== ASSIGNMENT ==
Lay out each line of the entries below as a Markdown table with two columns, "No." for the row number and "Text" for the line itself, and skip any blank lines.

== DATA SHOWN ==
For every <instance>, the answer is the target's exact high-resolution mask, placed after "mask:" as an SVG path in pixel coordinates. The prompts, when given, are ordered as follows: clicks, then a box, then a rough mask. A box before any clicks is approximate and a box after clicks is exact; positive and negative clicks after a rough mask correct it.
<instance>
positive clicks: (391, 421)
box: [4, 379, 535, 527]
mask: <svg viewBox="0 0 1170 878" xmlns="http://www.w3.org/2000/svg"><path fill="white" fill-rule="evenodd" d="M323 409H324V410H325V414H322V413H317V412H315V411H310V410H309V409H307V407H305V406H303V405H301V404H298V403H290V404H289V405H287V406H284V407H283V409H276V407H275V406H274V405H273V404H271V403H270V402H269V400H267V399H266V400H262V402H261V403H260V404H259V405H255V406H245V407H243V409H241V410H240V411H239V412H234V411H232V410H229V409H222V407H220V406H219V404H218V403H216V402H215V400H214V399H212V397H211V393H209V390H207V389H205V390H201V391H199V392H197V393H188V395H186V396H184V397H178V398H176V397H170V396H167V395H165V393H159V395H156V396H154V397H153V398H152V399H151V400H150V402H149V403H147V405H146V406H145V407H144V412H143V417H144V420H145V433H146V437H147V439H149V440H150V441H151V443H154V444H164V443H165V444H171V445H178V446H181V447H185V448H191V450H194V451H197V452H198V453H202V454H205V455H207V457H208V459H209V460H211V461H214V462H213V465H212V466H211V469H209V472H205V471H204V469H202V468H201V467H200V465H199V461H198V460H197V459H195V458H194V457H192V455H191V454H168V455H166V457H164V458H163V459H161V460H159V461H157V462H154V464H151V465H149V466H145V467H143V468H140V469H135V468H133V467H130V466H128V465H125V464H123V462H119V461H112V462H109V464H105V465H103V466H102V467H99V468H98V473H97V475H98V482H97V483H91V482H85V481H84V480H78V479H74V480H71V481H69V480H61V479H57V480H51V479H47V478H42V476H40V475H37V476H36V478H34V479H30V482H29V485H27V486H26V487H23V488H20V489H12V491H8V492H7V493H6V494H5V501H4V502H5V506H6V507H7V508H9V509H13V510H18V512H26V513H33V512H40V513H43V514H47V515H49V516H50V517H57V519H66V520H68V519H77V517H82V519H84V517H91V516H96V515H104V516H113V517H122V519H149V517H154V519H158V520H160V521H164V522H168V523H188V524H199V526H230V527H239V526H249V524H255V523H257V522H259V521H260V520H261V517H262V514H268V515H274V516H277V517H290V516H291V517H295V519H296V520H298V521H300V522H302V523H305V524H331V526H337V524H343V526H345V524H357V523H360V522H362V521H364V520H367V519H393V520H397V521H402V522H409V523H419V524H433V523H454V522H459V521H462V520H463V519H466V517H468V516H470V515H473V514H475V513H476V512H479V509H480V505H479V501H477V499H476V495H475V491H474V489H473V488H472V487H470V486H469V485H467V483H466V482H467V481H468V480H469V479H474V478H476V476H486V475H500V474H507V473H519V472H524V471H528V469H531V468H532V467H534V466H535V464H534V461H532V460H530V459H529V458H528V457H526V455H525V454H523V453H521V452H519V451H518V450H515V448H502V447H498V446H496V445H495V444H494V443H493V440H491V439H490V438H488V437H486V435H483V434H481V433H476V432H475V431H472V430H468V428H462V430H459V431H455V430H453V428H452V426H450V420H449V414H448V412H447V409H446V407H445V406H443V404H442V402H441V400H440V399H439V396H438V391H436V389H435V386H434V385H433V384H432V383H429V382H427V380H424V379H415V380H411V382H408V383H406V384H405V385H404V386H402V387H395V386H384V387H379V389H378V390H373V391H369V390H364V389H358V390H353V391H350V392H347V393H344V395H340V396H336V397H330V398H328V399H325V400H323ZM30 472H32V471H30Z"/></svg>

== PROBLEM SOLUTION ==
| No. | Text |
|---|---|
| 1 | For every <instance>, the answer is the target's exact high-resolution mask, placed after "mask:" as an SVG path in pixel coordinates. The prompts, when given, are ordered as follows: clicks, then a box, then a rough mask. A box before any clicks is approximate and a box after clicks is exact; positive and negative clicks after a rough mask correct it. |
| 2 | <instance> |
| 3 | positive clicks: (391, 421) |
| 4 | box: [4, 379, 535, 527] |
| 5 | mask: <svg viewBox="0 0 1170 878" xmlns="http://www.w3.org/2000/svg"><path fill="white" fill-rule="evenodd" d="M323 409H324V410H325V414H322V413H317V412H315V411H310V410H309V409H307V407H305V406H303V405H301V404H298V403H290V404H289V405H287V406H284V407H283V409H276V407H275V406H274V405H273V404H271V403H270V402H269V400H267V399H266V400H262V402H261V403H260V404H259V405H255V406H245V407H243V409H241V410H240V411H239V412H234V411H232V410H229V409H222V407H220V406H219V404H218V403H216V402H215V400H214V399H212V397H211V393H209V390H207V389H205V390H201V391H199V392H197V393H188V395H186V396H184V397H178V398H176V397H170V396H167V395H165V393H159V395H156V396H154V397H153V398H152V399H151V400H150V402H149V403H147V405H146V406H145V407H144V412H143V417H144V420H145V433H146V437H147V439H149V440H150V441H151V443H154V444H164V443H165V444H171V445H178V446H181V447H185V448H191V450H194V451H197V452H198V453H202V454H205V455H207V457H208V459H209V460H211V461H214V462H213V465H212V466H211V469H209V472H205V471H204V469H202V468H201V467H200V465H199V461H198V460H197V459H195V458H194V457H192V455H191V454H168V455H166V457H164V458H163V459H161V460H159V461H157V462H154V464H151V465H149V466H145V467H143V468H140V469H135V468H133V467H130V466H128V465H125V464H123V462H119V461H112V462H109V464H105V465H103V466H102V467H99V468H98V473H97V475H98V482H97V483H91V482H85V481H84V480H78V479H74V480H71V481H69V480H61V479H57V480H51V479H47V478H42V476H40V475H37V476H36V478H34V479H30V482H29V485H27V486H26V487H23V488H20V489H12V491H8V492H7V493H6V494H5V501H4V502H5V506H6V507H7V508H9V509H13V510H18V512H26V513H33V512H40V513H43V514H47V515H49V516H50V517H57V519H66V520H68V519H77V517H82V519H84V517H91V516H96V515H104V516H113V517H122V519H149V517H154V519H158V520H160V521H164V522H168V523H188V524H199V526H230V527H239V526H249V524H255V523H257V522H259V521H260V520H261V517H262V514H268V515H274V516H277V517H290V516H291V517H295V519H296V520H298V521H300V522H302V523H305V524H331V526H337V524H343V526H345V524H357V523H360V522H362V521H364V520H367V519H393V520H397V521H402V522H409V523H419V524H433V523H454V522H459V521H462V520H463V519H466V517H468V516H470V515H473V514H475V513H476V512H479V509H480V505H479V501H477V499H476V495H475V491H474V489H473V488H472V487H470V486H469V485H467V483H466V482H467V481H468V480H469V479H474V478H476V476H486V475H500V474H507V473H519V472H524V471H528V469H531V468H532V467H534V466H535V464H534V461H532V460H530V459H529V458H528V457H526V455H525V454H523V453H521V452H519V451H518V450H515V448H502V447H498V446H496V445H495V444H494V443H493V440H491V439H490V438H488V437H486V435H483V434H481V433H476V432H475V431H472V430H468V428H462V430H459V431H455V430H453V428H452V426H450V420H449V414H448V412H447V409H446V407H445V406H443V404H442V402H441V400H440V399H439V396H438V391H436V389H435V386H434V385H433V384H432V383H429V382H427V380H424V379H415V380H411V382H408V383H406V384H405V385H404V386H402V387H395V386H384V387H379V389H378V390H373V391H369V390H364V389H358V390H353V391H350V392H347V393H344V395H340V396H336V397H330V398H328V399H325V400H323ZM30 472H32V471H30Z"/></svg> |